Given passage:
######
Decided: October 17, 1988.


On certification to the Superior Court, Appellate Division, whose opinion is reported at For reversal and remandment -- Chief Justice Wilentz, and Justices Clifford, Handler, Pollock, O'Hern, Garibaldi and Stein. Opposed -- None. The opinion of the Court was delivered by Pollock, J.


[113 NJ Page 22] Plaintiff, John J. Pascale (Pascale), seeks to set aside a transfer of stock and real estate to his son David P. Pascale (David). Pascale contends that a confidential relationship existed between him and David and that the same attorney advised both of them in connection with the transfer. The issue is

whether the transfers are invalid because David exercised undue influence over Pascale.

In an unreported opinion, the trial court dismissed Pascale's complaint, finding that he fully understood the transfers and that they were untainted by either a confidential relationship or a conflict of interest. The Appellate Division reversed because it believed the transfers were the product of undue influence. 216 N.J. Super. 133 (1987). We granted certification, 108 N.J. 183 (1987), and now reverse the judgment of the Appellate Division.


Nearly fifty years ago, in 1939, Pascale founded a machine tool and die business, which was later incorporated under the name Quality Tool & Die Company Inc. (Quality). In 1952, plaintiff established a second, smaller machine tool company, Majoda Tool and Die Company (Majoda), which operated out of Quality's premises in Hoboken. By 1960, both businesses had become quite profitable.
######
Supplied data:
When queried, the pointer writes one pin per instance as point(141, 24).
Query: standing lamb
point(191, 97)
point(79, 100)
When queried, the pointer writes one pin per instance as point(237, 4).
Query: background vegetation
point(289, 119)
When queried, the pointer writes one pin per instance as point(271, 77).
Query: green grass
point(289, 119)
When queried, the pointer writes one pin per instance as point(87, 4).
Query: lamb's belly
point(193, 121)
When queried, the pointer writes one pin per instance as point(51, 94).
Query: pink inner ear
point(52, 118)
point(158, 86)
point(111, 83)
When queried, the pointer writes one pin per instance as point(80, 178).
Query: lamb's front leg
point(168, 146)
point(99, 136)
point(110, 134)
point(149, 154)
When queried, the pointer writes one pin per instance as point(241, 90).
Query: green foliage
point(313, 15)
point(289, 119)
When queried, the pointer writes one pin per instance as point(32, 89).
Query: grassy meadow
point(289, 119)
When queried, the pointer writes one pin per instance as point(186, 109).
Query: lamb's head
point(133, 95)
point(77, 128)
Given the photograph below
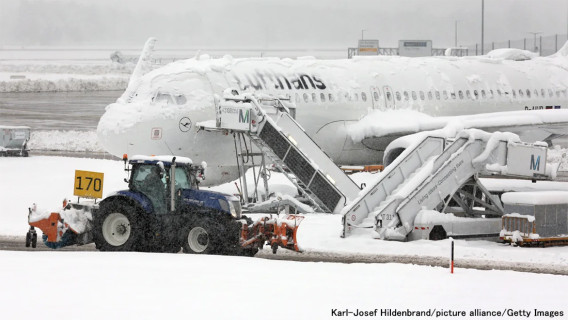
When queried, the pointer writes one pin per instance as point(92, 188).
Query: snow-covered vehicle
point(162, 210)
point(535, 218)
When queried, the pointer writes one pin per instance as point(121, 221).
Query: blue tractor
point(164, 210)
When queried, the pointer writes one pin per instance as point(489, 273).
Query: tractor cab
point(163, 179)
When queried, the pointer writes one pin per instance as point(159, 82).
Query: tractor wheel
point(28, 239)
point(203, 236)
point(118, 228)
point(249, 252)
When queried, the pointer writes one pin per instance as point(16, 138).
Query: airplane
point(353, 108)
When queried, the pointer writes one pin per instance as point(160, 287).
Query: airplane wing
point(378, 128)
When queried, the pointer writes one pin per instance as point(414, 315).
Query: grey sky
point(271, 23)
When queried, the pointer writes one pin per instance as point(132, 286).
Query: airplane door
point(388, 97)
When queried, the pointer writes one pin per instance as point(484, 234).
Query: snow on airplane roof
point(382, 123)
point(535, 198)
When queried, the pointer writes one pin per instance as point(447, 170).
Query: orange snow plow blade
point(274, 231)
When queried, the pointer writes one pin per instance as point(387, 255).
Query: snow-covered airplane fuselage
point(158, 111)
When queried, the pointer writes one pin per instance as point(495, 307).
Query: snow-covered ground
point(46, 181)
point(39, 76)
point(59, 285)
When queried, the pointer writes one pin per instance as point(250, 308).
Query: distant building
point(415, 48)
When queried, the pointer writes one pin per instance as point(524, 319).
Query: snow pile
point(44, 76)
point(557, 154)
point(45, 67)
point(516, 215)
point(381, 123)
point(535, 198)
point(101, 83)
point(72, 140)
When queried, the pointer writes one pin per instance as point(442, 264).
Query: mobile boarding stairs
point(432, 174)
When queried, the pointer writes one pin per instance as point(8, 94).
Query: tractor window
point(141, 173)
point(150, 180)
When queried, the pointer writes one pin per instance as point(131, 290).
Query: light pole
point(534, 34)
point(482, 14)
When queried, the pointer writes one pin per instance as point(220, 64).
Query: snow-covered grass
point(56, 285)
point(65, 140)
point(36, 76)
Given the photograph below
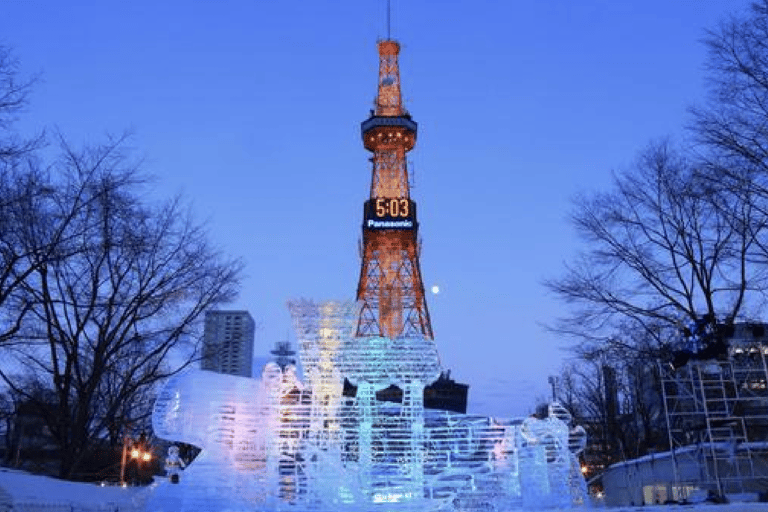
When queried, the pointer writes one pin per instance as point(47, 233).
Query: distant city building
point(228, 342)
point(284, 354)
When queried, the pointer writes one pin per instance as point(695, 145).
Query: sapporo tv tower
point(390, 289)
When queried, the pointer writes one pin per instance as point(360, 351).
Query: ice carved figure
point(279, 444)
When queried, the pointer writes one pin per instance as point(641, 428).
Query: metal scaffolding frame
point(717, 416)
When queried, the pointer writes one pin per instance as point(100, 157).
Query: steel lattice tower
point(390, 289)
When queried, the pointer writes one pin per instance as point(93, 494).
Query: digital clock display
point(389, 213)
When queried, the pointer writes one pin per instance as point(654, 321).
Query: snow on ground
point(22, 492)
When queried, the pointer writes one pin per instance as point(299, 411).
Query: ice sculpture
point(276, 443)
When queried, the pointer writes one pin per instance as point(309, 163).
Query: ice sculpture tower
point(390, 288)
######
Tasks:
a - In the Pascale opinion, rewrite the paragraph beginning "In an unreported opinion" as a short bulleted list that keeps its main facts.
b - List every justice named in the Pascale opinion as voting for reversal and remandment.
c - Answer these questions from the Pascale opinion, one per line:
(i) On what date was the case decided?
(ii) Who delivered the opinion of the Court?
(iii) Out of whose premises, and in what city, did Majoda operate?

Results for each task:
a -
- The trial court, in an unreported opinion, dismissed Pascale's complaint. It found that he fully understood the transfers and that no confidential relationship or conflict of interest tainted them.
- The Appellate Division reversed, believing the transfers resulted from undue influence (216 N.J. Super. 133 (1987)).
- The Court granted certification (108 N.J. 183 (1987)) and reverses the Appellate Division's judgment.

b -
- Chief Justice Wilentz
- Justice Clifford
- Justice Handler
- Justice Pollock
- Justice O'Hern
- Justice Garibaldi
- Justice Stein

c -
(i) October 17, 1988
(ii) Pollock, J.
(iii) Quality's premises in Hoboken